▶ **Text to read**

B. Administrative Authorities

The INS General Counsel issued an opinion in March 1991, shortly after enactment of IMMACT90, advising that while section 244(f)(4) permits a TPS beneficiary to maintain adjustment eligibility based on a previous admission in nonimmigrant status, the section should not be construed as meaning that a grant of TPS itself constitutes an admission to the United States. Memorandum from Paul W. Virtue, Acting General Counsel, INS to Jim Puleo, Assoc. Comm'r, Examinations, INS, Temporary Protected Status and Eligibility for Adjustment of Status under Section 245, INS Gen. Counsel Op. No. 91-27, 1991 WL 1185138 (Mar. 4, 1991) (1991 Opinion), incorporated at 7 USCIS Policy Manual B.2(A)(5), https://www.uscis.gov/policymanual.

▶ **Task 1**
In the records, rewrite the stretch from the line containing "Practice. Find the building" through the line containing "point(190, 334)", replacing "handheld microphone" with "wireless microphone" and changing nothing else. Give only those lines.
These records bear no relation to the passage above.

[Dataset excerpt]

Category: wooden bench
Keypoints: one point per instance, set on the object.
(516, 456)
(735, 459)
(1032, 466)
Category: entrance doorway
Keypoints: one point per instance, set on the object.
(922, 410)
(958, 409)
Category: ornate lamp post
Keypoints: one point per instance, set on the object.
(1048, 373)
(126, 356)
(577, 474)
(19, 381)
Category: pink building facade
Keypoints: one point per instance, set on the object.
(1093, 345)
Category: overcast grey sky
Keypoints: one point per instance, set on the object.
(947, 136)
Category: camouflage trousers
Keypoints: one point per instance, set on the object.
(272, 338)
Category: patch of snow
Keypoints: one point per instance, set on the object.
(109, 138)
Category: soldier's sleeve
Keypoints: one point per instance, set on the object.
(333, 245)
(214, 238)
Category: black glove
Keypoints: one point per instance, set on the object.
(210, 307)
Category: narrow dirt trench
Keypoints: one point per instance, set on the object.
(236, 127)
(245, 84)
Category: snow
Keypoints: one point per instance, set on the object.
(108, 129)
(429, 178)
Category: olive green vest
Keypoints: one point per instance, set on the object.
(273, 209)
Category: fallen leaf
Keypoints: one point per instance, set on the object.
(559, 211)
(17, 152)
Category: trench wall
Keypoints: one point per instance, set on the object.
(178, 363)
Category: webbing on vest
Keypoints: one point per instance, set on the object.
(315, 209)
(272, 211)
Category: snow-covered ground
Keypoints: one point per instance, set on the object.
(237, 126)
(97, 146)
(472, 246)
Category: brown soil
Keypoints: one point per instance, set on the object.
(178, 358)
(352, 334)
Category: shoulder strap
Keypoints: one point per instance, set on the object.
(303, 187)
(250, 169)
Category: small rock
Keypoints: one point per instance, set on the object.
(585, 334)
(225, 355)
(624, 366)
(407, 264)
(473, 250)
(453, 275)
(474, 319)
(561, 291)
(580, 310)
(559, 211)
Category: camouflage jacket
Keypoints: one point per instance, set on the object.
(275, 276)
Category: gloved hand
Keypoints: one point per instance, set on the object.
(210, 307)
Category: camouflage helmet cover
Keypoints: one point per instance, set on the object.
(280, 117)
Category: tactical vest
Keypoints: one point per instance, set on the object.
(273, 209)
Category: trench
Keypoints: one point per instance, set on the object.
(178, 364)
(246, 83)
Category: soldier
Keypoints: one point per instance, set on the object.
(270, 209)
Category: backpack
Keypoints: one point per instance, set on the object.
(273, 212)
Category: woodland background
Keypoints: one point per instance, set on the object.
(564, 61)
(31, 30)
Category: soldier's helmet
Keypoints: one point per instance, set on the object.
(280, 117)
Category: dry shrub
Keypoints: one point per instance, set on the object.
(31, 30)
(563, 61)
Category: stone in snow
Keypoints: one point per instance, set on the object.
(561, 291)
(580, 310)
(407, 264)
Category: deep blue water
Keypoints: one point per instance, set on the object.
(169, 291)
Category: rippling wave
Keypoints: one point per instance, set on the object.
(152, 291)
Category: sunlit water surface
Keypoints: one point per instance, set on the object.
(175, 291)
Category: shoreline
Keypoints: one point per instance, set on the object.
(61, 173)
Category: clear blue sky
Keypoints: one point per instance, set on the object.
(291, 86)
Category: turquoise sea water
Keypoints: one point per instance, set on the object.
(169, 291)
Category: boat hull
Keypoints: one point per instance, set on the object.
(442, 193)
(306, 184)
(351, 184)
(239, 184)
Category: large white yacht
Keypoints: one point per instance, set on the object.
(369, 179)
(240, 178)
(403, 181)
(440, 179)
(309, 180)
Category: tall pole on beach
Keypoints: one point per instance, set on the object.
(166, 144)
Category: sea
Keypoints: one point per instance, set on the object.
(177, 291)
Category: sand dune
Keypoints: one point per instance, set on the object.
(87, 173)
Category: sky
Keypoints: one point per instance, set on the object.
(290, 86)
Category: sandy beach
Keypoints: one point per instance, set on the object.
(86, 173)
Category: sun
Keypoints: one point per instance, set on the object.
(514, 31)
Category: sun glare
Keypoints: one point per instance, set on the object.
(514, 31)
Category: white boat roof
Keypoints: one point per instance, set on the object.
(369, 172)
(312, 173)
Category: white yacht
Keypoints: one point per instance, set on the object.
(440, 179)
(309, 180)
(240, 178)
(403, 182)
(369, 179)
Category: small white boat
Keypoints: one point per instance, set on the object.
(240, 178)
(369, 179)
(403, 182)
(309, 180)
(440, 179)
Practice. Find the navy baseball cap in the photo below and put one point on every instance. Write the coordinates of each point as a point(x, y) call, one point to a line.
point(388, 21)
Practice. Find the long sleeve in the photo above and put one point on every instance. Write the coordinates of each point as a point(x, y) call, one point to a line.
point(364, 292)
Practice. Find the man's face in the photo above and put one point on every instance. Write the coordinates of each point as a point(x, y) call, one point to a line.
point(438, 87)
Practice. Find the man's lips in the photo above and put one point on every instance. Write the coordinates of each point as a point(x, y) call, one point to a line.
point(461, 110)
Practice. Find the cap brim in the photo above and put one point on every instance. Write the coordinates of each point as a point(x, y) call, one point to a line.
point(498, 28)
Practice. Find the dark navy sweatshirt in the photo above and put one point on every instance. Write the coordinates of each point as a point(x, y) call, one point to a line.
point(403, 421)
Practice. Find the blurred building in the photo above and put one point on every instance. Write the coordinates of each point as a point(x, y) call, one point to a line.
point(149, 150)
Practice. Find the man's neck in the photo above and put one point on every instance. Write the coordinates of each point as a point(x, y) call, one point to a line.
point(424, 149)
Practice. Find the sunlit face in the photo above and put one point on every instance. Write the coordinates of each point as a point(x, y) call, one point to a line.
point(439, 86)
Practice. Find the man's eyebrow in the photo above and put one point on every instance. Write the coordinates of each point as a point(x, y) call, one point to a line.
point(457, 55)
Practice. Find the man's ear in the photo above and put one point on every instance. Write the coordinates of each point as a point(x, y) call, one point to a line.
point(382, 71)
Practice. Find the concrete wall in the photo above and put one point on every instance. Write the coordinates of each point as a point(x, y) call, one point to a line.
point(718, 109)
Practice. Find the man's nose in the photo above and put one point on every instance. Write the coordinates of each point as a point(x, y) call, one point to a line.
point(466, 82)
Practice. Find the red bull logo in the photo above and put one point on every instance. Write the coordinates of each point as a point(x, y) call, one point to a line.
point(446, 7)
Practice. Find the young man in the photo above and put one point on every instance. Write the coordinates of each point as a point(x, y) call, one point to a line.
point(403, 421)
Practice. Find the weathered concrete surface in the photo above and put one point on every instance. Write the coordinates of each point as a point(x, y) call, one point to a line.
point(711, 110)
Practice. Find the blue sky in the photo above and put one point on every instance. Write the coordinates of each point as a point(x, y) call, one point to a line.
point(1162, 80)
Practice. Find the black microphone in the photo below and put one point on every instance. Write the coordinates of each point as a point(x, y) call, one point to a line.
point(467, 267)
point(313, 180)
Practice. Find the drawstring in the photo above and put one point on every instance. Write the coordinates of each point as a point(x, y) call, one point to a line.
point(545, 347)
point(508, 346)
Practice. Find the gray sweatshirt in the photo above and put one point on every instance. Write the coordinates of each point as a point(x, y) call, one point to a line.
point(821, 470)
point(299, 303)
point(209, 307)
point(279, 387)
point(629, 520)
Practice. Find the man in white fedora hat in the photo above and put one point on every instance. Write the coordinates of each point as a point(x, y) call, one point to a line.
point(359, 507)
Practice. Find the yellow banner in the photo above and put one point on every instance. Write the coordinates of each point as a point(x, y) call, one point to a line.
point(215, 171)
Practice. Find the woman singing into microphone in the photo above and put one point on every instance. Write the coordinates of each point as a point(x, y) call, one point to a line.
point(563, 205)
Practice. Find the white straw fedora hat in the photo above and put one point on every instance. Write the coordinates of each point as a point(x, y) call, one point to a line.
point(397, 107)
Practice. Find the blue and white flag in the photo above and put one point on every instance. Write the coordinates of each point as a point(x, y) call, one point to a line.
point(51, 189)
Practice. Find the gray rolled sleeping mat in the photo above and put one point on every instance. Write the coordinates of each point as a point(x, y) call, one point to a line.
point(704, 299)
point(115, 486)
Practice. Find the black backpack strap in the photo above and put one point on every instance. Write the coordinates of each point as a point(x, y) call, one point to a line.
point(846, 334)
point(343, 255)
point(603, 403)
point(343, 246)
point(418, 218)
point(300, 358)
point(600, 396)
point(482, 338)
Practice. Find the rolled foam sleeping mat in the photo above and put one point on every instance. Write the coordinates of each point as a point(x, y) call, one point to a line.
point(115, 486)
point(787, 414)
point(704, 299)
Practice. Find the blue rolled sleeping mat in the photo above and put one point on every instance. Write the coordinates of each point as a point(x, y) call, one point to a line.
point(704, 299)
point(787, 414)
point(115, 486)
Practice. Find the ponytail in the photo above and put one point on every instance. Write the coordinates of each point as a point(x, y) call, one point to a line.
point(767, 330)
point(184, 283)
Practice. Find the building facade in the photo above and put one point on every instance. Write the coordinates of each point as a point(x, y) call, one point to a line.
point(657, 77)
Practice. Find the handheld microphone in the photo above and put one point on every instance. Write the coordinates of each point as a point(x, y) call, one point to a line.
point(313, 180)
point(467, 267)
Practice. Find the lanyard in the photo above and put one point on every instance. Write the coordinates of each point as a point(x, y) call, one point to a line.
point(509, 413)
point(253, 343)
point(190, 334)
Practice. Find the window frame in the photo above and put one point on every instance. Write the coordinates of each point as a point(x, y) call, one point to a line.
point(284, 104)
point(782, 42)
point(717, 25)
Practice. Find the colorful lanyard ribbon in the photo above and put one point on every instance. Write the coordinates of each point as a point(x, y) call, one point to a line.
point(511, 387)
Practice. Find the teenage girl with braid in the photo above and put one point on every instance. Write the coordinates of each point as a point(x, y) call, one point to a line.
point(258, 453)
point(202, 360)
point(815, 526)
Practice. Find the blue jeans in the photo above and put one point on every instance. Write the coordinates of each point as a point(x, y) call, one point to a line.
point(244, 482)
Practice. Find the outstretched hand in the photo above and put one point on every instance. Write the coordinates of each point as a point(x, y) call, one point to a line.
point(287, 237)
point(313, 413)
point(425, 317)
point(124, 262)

▶ **Task 2**
According to the passage on administrative authorities, what did the 1991 opinion say a grant of TPS itself should not be construed as constituting?

▶ **Exercise solution 1**
Practice. Find the building facade in the photo above and put one point on every instance. Write the coordinates of each point as a point(x, y) call, one point to a line.
point(657, 77)
Practice. Find the wireless microphone in the photo above and put one point on every instance. Write the coordinates of each point as a point(x, y) call, one point to a line.
point(313, 180)
point(467, 267)
Practice. Find the lanyard in the photo above and put one point on every instance. Write the coordinates of each point as a point(x, y) call, one point to a line.
point(509, 413)
point(253, 343)
point(190, 334)

▶ **Exercise solution 2**
An admission to the United States.